START SUPPLIED TEXT
The 2010 Australian Film Institute Awards ceremony, presented by the Australian Film Institute (AFI), honoured the best Australian films of 2010 and took place on 11 December 2010 at the Regent Theatre, in Melbourne, Victoria.

The Australian Film Institute announced the nominees competing for awards in forty-eight categories, in feature film, television, short film and documentaries, on 27 October 2010. Animal Kingdom received eighteen nominations, the most of any film in the awards' history. On the awards night, Animal Kingdom picked up the most awards, with ten, including Best Film.
END SUPPLIED TEXT
◆ **WRITTEN PROBLEM 1**: From the awards text, list every area in which the nominees competed for awards.
◆ **WRITTEN PROBLEM 2**: Pick out every line of the records that contains the string "small". Case counts.
The awards text and the records have no connection to each other.
START RECORDS TO USE
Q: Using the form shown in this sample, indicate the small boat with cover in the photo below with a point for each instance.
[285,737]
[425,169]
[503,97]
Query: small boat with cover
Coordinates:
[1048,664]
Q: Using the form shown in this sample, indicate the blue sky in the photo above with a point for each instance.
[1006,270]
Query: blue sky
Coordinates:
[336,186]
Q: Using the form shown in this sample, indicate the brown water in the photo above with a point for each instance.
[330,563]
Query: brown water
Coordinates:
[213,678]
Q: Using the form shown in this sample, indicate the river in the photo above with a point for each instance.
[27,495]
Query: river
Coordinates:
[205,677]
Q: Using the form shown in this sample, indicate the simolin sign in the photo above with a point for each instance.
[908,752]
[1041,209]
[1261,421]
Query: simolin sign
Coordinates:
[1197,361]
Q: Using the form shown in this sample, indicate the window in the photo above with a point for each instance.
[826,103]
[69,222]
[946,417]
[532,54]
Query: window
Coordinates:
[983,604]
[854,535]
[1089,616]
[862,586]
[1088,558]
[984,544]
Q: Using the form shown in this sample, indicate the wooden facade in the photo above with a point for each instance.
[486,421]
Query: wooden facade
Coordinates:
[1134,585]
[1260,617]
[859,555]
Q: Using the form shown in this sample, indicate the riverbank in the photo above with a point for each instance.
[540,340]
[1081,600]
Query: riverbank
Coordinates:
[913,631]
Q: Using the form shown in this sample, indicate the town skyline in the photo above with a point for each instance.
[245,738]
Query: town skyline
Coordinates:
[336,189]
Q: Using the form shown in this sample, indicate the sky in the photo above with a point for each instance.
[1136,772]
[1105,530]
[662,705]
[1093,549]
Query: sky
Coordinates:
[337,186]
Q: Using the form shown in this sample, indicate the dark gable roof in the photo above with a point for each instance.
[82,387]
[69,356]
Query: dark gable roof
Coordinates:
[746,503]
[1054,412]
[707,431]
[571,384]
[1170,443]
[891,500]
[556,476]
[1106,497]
END RECORDS TO USE
◆ **CORRECT RESPONSE 1**: Feature film, television, short film, documentaries

◆ **CORRECT RESPONSE 2**:
Q: Using the form shown in this sample, indicate the small boat with cover in the photo below with a point for each instance.
Query: small boat with cover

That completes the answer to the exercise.